*** MATERIALS PROVIDED

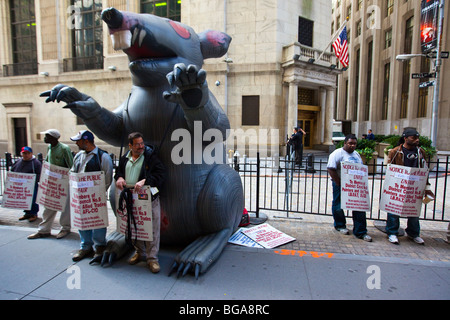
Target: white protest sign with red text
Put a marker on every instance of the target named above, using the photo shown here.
(354, 187)
(88, 209)
(403, 190)
(19, 190)
(53, 187)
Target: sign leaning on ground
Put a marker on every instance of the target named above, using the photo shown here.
(403, 190)
(19, 190)
(354, 187)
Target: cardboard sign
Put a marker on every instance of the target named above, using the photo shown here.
(142, 228)
(53, 187)
(267, 236)
(19, 190)
(403, 190)
(354, 187)
(242, 240)
(88, 209)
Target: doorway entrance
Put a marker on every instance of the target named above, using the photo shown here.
(20, 134)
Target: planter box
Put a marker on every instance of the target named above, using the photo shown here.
(380, 147)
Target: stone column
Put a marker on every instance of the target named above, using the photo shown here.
(328, 128)
(292, 107)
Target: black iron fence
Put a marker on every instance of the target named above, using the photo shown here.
(277, 185)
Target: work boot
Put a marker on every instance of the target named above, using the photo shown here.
(135, 258)
(153, 265)
(81, 254)
(39, 235)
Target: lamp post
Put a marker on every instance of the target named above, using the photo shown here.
(437, 69)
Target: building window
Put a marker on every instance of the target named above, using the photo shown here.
(358, 28)
(388, 38)
(168, 9)
(23, 39)
(423, 92)
(305, 31)
(355, 106)
(406, 68)
(368, 82)
(87, 37)
(389, 7)
(250, 110)
(387, 76)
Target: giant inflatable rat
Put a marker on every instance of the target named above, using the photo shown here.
(201, 202)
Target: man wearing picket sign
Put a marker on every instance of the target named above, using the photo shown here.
(345, 154)
(58, 154)
(408, 154)
(90, 158)
(138, 168)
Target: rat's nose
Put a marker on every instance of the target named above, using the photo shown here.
(112, 17)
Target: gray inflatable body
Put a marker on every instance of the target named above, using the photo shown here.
(201, 203)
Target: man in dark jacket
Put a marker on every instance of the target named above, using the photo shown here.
(409, 154)
(139, 167)
(29, 164)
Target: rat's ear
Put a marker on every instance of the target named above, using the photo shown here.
(214, 44)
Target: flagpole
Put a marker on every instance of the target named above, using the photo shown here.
(334, 37)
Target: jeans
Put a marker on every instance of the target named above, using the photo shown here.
(34, 206)
(359, 217)
(89, 238)
(393, 223)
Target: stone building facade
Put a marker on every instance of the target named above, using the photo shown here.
(377, 91)
(277, 74)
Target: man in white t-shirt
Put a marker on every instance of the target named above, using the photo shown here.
(347, 153)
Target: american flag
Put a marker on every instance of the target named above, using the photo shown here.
(341, 48)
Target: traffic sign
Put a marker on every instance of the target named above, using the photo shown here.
(423, 75)
(426, 84)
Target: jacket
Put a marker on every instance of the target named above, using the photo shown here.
(152, 170)
(396, 156)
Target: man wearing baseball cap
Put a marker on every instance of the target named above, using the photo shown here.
(58, 154)
(409, 154)
(90, 159)
(29, 164)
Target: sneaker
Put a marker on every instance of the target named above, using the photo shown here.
(343, 230)
(393, 239)
(153, 266)
(81, 254)
(366, 237)
(38, 235)
(62, 234)
(417, 240)
(135, 258)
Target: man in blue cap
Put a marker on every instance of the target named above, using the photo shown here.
(29, 164)
(90, 159)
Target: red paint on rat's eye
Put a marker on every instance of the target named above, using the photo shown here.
(182, 32)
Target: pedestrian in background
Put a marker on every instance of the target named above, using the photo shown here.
(139, 167)
(29, 164)
(58, 154)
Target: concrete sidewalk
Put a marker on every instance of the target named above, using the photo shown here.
(320, 264)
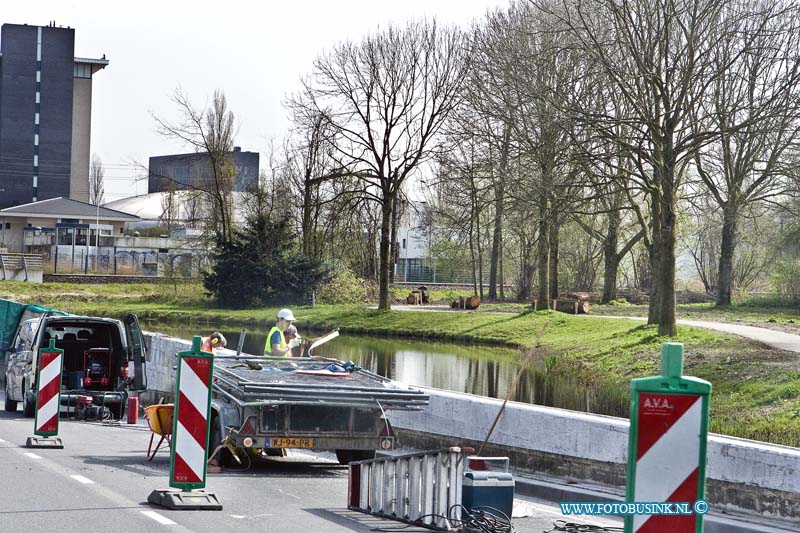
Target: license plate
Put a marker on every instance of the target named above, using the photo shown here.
(291, 442)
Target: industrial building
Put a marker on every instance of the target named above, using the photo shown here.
(45, 115)
(193, 171)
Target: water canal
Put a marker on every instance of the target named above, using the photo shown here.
(475, 369)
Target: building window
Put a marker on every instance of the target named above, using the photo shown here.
(80, 236)
(82, 70)
(65, 236)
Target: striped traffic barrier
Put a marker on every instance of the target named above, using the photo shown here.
(48, 398)
(667, 447)
(190, 431)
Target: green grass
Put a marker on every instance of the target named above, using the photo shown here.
(756, 390)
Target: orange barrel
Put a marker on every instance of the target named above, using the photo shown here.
(133, 410)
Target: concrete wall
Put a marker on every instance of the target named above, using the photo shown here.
(743, 476)
(81, 138)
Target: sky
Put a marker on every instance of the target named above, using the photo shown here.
(256, 52)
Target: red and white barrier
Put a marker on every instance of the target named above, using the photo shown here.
(667, 465)
(190, 434)
(191, 422)
(49, 395)
(48, 398)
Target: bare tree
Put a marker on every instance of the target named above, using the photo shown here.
(757, 82)
(210, 131)
(658, 56)
(385, 100)
(96, 175)
(170, 208)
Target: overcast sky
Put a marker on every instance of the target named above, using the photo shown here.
(255, 52)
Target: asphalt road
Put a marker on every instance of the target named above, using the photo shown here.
(101, 479)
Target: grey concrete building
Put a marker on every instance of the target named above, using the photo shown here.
(192, 171)
(45, 115)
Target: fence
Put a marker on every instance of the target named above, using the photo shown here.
(22, 267)
(124, 262)
(425, 271)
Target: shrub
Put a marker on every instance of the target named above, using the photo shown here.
(259, 267)
(786, 280)
(343, 287)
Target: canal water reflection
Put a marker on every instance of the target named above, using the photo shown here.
(482, 370)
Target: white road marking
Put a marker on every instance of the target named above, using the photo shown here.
(158, 518)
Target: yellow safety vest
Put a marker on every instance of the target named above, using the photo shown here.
(268, 347)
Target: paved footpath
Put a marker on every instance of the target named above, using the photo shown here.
(775, 339)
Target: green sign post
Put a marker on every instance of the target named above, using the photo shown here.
(667, 447)
(190, 432)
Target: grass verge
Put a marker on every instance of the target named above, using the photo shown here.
(756, 390)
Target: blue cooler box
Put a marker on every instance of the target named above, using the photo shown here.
(488, 489)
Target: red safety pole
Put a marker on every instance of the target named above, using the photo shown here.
(48, 398)
(190, 434)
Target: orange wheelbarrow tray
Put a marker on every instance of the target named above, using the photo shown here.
(159, 419)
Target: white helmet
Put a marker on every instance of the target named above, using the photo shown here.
(286, 314)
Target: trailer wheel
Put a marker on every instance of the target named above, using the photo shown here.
(11, 405)
(348, 456)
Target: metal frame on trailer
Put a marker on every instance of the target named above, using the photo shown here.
(417, 488)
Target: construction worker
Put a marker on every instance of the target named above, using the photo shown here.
(213, 341)
(276, 342)
(291, 334)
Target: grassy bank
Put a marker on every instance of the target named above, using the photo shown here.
(756, 390)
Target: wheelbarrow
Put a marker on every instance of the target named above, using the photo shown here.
(159, 419)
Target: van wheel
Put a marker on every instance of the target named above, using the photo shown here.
(29, 406)
(11, 405)
(348, 456)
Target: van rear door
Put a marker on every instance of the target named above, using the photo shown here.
(136, 350)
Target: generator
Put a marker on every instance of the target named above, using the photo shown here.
(488, 486)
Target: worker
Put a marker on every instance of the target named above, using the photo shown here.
(213, 341)
(276, 342)
(291, 334)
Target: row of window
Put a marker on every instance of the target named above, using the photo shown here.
(79, 237)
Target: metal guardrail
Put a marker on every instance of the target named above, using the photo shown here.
(419, 488)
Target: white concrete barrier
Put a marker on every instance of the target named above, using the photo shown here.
(595, 437)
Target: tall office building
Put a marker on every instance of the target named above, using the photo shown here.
(45, 115)
(191, 171)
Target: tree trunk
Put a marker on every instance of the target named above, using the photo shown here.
(497, 236)
(611, 259)
(395, 253)
(307, 231)
(654, 307)
(502, 274)
(543, 258)
(385, 254)
(553, 238)
(665, 278)
(725, 276)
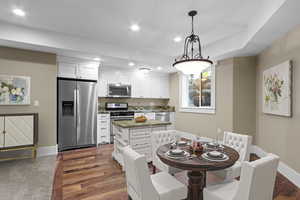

******

PROMPT: Which lines in the items contain the word "concrete"? Report each one in full, treating uppercase and lowercase as different.

RESULT OF THIS EXERCISE:
Target: concrete sidewalk
Target: concrete wall
Target: grey concrete building
Target: white concrete barrier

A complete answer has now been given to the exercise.